Challenge >> Which lines of the items below contain the word "with"? Return each of those lines in full.
(begin)
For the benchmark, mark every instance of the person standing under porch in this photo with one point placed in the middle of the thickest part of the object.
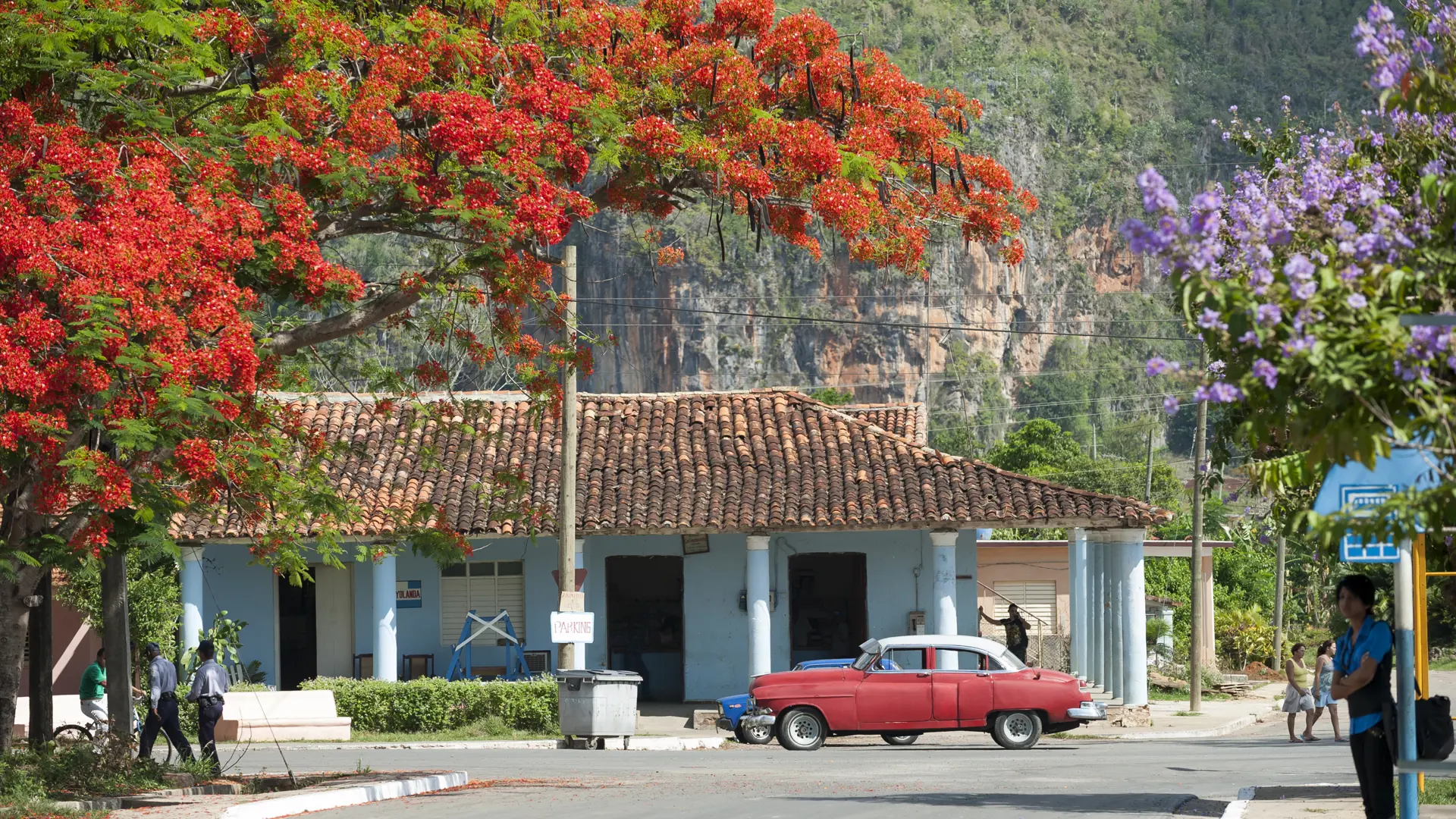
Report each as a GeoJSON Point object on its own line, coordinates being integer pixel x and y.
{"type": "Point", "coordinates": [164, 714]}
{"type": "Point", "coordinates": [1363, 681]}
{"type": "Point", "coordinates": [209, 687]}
(end)
(begin)
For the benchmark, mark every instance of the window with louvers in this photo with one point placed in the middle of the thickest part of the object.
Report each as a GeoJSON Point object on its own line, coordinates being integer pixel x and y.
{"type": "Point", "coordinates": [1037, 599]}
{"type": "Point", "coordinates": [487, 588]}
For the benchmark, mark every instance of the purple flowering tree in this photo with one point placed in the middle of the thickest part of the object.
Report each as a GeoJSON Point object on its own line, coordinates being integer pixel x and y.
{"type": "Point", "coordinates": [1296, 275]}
(end)
Reply >>
For the benchmark, mark every instance of the person standing under porch in this photo with one point placed in the middle of the thickest part of the object.
For the benchmark, mark every instance of the window with louvers in this photo with one point placed in the middle of the thickest part of the object.
For the benchmark, mark every instance of the purple flowering tree in this photo with one point placed in the middle of the thickest part of the object.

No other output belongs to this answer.